Passage to read >>
▼▼▼

Inspiration
People keep typing prompts into ChatGPT, then alt-tabbing back to the app to do the thing the AI just told them to do. The AI knows the answer. The human still does the labor. That gap is the problem.
The MacBook notch is the most prime real estate on the screen, and Apple uses it for a camera and dead pixels. We wanted the notch to be where your AI actually lives — not a chat window you open, but a pal that is always there, watching the same screen you watch, ready to grab the cursor when you ask.
The theme of the hackathon was connections. We built the connection between human and agent — same desktop, same cursor, same context.
What It Does
AgentNotch is a macOS computer-use agent that lives in two places:
- The notch — its home. Shows live agent state, calendar, Spotify, and settings.
- Your cursor — its body. A sprite follows your real cursor. Long-press the mouse, speak, and the sprite detaches and physically clicks and types for you using human-like motion.
Two parallel brains run under the hood:
A background observer (Gemini Flash Lite) watches the screen on every click and app switch. Over time, it builds a map of every app and surface you touch, so when you ask it to do something, it already knows where the buttons are.
A foreground planner (Mercury 2) assembles a context brief in ~600ms when you long-press, then hands it to Claude Haiku 4.5, which drives the cursor turn-by-turn via the computer-use API.
You talk. It sees. It moves. You watch it work.

▲▲▲

Exercise data >>
▼▼▼

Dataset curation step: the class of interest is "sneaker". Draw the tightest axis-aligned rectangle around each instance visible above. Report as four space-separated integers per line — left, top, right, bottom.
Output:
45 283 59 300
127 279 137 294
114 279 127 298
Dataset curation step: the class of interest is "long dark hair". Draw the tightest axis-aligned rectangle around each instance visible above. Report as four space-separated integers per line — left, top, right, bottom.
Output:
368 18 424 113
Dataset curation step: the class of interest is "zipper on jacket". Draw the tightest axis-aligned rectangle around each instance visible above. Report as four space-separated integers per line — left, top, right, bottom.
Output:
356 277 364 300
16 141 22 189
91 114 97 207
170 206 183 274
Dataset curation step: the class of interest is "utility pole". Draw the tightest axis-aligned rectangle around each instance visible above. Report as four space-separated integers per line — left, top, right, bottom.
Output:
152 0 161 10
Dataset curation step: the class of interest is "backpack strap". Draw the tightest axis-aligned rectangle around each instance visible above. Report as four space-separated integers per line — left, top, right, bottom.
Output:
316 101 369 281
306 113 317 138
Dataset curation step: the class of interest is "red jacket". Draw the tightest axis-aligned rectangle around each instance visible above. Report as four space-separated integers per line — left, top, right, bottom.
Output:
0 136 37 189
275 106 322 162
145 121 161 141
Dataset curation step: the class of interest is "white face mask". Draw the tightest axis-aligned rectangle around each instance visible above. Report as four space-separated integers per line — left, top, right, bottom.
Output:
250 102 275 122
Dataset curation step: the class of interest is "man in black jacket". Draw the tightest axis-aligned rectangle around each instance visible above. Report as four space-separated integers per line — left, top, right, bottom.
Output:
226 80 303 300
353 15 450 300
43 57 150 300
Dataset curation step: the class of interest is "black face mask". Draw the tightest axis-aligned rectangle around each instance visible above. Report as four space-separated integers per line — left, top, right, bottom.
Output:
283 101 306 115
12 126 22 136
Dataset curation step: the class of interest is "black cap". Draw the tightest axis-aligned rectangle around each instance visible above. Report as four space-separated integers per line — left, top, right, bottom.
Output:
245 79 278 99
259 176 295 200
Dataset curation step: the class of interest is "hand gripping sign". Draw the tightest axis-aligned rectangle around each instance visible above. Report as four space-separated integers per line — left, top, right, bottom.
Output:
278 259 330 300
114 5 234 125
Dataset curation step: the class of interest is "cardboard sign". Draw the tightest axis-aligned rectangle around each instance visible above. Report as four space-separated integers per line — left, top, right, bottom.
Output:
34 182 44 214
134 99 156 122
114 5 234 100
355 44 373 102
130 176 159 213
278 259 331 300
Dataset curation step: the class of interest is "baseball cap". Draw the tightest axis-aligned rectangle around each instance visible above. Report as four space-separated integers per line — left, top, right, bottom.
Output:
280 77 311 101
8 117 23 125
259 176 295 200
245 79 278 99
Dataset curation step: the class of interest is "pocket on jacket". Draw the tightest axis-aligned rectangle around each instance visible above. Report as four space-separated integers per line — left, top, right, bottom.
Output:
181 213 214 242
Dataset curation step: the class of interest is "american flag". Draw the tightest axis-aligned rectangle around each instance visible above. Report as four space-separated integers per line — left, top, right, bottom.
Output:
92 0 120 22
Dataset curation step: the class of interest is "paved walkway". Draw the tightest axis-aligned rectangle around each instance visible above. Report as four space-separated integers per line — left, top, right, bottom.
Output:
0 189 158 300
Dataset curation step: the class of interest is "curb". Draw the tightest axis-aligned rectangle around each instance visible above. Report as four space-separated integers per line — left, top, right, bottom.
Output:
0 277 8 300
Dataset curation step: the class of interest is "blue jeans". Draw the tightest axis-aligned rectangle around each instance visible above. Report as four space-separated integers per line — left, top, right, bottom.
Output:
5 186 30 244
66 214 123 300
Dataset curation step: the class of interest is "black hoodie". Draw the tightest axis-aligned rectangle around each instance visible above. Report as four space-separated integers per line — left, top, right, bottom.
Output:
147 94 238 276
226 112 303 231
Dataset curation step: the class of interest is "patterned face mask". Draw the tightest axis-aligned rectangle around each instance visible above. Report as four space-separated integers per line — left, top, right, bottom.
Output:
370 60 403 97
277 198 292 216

▲▲▲

Work task >> Name each thing that the AgentNotch description says the notch shows.

Solution below >>
- Live agent state
- Calendar
- Spotify
- Settings